Problems and tasks:
a) Reproduce the passage of the premature-babies article between "How medical innovation" and "to the condition.", inclusive, changing "preemies" to "premature infants".
b) Extend the article on how medical innovation saves premature babies, picking up right after its final sentence.

Text provided:
How medical innovation saves premature babies.
That’s due to a treatment he co-invented in the 1980s called Bovine Lipid Extract Surfactant (BLES), which is used to treat respiratory distress syndrome (RDS) in preemies.
“About one per cent of babies are born prematurely and about half of them develop RDS,” says Fred, professor emeritus of biochemistry at Western University’s Schulich School of Medicine & Dentistry. “When I began my research in 1971, over half of them died.”
One of those babies was Patrick Kennedy, the youngest child of former U.S. President John F. Kennedy. He died in 1963 from RDS, just 39 hours after birth. His death brought worldwide attention to the condition.
Some premature babies lack sufficient levels of a substance called pulmonary surfactant in the alveoli, tiny sacs in the lungs that enable us to breathe. The surfactant helps keep the alveoli flexible during inspiration and open during expiration. Without it, the lungs become stiff, making breathing hard. These babies have trouble breathing, resulting in RDS.
American paediatrician Dr. Mary Ellen Avery was the first to discover the cause of RDS in 1957. Fred, who had been hired at Western to study the impact of insulin on the brain development of fetuses, became one of the many scientists around the world to investigate the surfactant challenge. A global problem had become a global research project.

Data for review:
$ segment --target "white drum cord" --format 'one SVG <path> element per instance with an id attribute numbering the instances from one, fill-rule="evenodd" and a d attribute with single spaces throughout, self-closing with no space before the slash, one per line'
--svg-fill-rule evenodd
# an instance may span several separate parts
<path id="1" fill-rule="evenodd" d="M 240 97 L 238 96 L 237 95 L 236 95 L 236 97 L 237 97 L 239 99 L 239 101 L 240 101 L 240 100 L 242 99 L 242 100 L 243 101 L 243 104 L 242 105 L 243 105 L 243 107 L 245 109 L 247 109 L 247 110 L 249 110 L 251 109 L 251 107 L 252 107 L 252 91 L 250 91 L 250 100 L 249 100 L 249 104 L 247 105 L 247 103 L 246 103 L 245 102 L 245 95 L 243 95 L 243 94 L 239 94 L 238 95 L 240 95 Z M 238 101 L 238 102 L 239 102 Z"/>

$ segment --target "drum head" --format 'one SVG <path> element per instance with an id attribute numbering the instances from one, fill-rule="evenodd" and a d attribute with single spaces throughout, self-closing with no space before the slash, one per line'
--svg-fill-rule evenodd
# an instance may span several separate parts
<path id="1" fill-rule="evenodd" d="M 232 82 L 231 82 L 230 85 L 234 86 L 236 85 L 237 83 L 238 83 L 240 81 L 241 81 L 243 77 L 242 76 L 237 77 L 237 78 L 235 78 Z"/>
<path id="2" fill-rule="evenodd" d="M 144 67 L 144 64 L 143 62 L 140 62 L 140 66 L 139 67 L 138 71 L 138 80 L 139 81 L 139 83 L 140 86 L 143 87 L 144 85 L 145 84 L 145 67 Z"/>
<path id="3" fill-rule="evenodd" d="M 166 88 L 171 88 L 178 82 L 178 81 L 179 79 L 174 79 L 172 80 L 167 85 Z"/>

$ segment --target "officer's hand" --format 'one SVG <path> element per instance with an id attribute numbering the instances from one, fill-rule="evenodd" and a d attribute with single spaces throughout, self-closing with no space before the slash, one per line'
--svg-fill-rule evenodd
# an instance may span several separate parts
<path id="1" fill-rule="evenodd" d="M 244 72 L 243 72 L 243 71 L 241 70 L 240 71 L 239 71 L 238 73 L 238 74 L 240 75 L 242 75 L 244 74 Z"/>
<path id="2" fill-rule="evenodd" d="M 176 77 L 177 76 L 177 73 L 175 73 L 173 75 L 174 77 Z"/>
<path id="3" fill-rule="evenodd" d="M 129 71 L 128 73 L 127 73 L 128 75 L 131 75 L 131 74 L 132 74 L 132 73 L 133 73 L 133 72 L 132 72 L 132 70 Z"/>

Answers for this exercise:
a)
How medical innovation saves premature babies.
That’s due to a treatment he co-invented in the 1980s called Bovine Lipid Extract Surfactant (BLES), which is used to treat respiratory distress syndrome (RDS) in premature infants.
“About one per cent of babies are born prematurely and about half of them develop RDS,” says Fred, professor emeritus of biochemistry at Western University’s Schulich School of Medicine & Dentistry. “When I began my research in 1971, over half of them died.”
One of those babies was Patrick Kennedy, the youngest child of former U.S. President John F. Kennedy. He died in 1963 from RDS, just 39 hours after birth. His death brought worldwide attention to the condition.

b)
Fred eventually collaborated with Dr. Goran Enhorning of the University of Toronto to develop a process for extracting bovine surfactant to generate a preparation that could be given to premature babies. That became known as BLES.
Soon after, Dr. Tetsuro Fujiwara, a neonatologist in Japan, partnered with a pharmaceutical company to create a surfactant similar to BLES. In 1980, Tetsuro published the results of a pilot trial, demonstrating the surfactant improved breathing in RDS infants.
“That publication helped to open the door for us to get permission from Health Canada to conduct a clinical trial,” Fred says.
BLES proved effective, and the team published their findings in 1983. It was quickly adopted in Canadian hospitals.
It has proven to be a global lifesaver, dramatically reducing deaths from RDS. In fact, BLES has been recognized as one of Ontario’s top five medical breakthroughs by the Council of Ontario Universities and is now used in hospitals around the world. Fred’s research into RDS earned him the Order of Ontario in 2024 and many other honours.
A humble man, Fred, now 87, shies away from taking credit for his work, preferring to praise others who were part of the journey to use surfactant extracts in infants. While he acknowledges scientific methodology is more complex today from the time he was a busy scientist, he says there are still enduring truths to scientific research.
And what if you get frustrated as you trudge through the research?
“You have to have a strong desire to understand, to obtain data to show your ideas are correct. Or better yet, that they are wrong, because that generates new directions and real progress.”